## Exercise prompt
Write back every record verbatim.

(Recorded data)
===
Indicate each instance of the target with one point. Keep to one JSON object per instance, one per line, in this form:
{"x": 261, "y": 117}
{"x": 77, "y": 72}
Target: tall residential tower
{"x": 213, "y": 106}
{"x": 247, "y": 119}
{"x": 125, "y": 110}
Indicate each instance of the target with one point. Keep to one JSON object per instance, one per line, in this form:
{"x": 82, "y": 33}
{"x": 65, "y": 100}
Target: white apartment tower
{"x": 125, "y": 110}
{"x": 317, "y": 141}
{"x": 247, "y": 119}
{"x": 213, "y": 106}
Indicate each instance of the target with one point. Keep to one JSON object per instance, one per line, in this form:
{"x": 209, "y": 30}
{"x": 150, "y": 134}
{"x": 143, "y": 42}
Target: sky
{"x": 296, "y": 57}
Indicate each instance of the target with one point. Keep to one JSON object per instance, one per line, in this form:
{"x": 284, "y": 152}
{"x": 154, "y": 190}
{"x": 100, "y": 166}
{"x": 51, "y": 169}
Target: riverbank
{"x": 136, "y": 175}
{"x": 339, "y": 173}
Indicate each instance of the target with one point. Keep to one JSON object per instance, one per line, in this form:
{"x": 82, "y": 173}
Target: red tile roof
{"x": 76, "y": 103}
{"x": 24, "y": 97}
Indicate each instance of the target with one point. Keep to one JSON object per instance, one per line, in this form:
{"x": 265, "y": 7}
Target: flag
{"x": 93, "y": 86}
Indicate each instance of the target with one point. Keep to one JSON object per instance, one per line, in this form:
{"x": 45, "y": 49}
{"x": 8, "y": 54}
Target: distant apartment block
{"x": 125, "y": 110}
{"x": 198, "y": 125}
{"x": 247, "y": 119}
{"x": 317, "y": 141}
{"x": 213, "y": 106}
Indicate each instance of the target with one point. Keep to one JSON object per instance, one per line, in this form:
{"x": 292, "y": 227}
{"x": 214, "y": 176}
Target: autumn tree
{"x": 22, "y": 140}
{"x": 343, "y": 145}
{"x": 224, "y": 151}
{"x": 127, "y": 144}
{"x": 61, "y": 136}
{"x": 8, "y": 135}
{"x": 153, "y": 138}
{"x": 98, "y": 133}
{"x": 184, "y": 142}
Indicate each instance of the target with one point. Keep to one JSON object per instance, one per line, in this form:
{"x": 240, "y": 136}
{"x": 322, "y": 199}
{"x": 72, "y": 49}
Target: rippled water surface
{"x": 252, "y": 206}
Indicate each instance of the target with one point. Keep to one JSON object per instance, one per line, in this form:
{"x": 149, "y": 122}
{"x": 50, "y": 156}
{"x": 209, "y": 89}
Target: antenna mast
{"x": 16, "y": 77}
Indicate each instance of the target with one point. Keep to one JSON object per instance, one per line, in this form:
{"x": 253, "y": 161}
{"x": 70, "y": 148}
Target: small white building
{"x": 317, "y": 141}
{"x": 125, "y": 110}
===
## The answer
Indicate each instance of the target with one point. Keep to one JSON object per instance, one per line, in this form:
{"x": 261, "y": 117}
{"x": 77, "y": 72}
Target: tall residential tower
{"x": 213, "y": 106}
{"x": 247, "y": 119}
{"x": 125, "y": 110}
Indicate each instance of the target with one point. Keep to one JSON object per instance, one per line, in this form:
{"x": 82, "y": 33}
{"x": 65, "y": 100}
Target: white apartment tower
{"x": 125, "y": 110}
{"x": 317, "y": 141}
{"x": 247, "y": 119}
{"x": 213, "y": 106}
Indicate each instance of the target with one point. Keep to one JSON object per instance, one per line, in this form:
{"x": 209, "y": 30}
{"x": 150, "y": 134}
{"x": 143, "y": 42}
Target: sky
{"x": 296, "y": 57}
Indicate each instance of the target with one point. Keep to one JSON object per instance, one per line, in this form:
{"x": 284, "y": 152}
{"x": 154, "y": 190}
{"x": 100, "y": 166}
{"x": 51, "y": 169}
Target: riverbank
{"x": 136, "y": 175}
{"x": 339, "y": 173}
Indicate each instance of the target with one point. Keep to one JSON object per instance, one per line, in this form:
{"x": 82, "y": 173}
Target: red tile roof
{"x": 76, "y": 103}
{"x": 24, "y": 97}
Indicate each instance of the target with one point. Keep to one JSON object per instance, one per line, in this form:
{"x": 265, "y": 7}
Target: flag
{"x": 93, "y": 86}
Indicate each instance of the target with one point. Keep to one JSON object per instance, one per line, in this form:
{"x": 45, "y": 49}
{"x": 8, "y": 54}
Target: distant apartment block
{"x": 125, "y": 110}
{"x": 198, "y": 125}
{"x": 247, "y": 119}
{"x": 317, "y": 141}
{"x": 213, "y": 106}
Indicate each instance of the target with one point. Keep to one JSON object per instance, one per line, in this form:
{"x": 292, "y": 227}
{"x": 214, "y": 176}
Target: autumn tree
{"x": 22, "y": 140}
{"x": 343, "y": 145}
{"x": 224, "y": 151}
{"x": 127, "y": 144}
{"x": 61, "y": 136}
{"x": 8, "y": 135}
{"x": 153, "y": 138}
{"x": 98, "y": 133}
{"x": 184, "y": 142}
Indicate each instance of the target with one point. Keep to one JSON object per instance, one per line, in this form:
{"x": 240, "y": 136}
{"x": 322, "y": 199}
{"x": 72, "y": 49}
Target: rippled water surface
{"x": 252, "y": 206}
Indicate each instance of the target with one point. Keep to one JSON object per instance, one per line, in this form:
{"x": 149, "y": 122}
{"x": 50, "y": 156}
{"x": 209, "y": 89}
Target: antenna mast
{"x": 16, "y": 77}
Indicate each instance of the target with one point. Keep to one JSON object per instance, one per line, in this form:
{"x": 253, "y": 161}
{"x": 70, "y": 148}
Target: small white building
{"x": 317, "y": 141}
{"x": 125, "y": 110}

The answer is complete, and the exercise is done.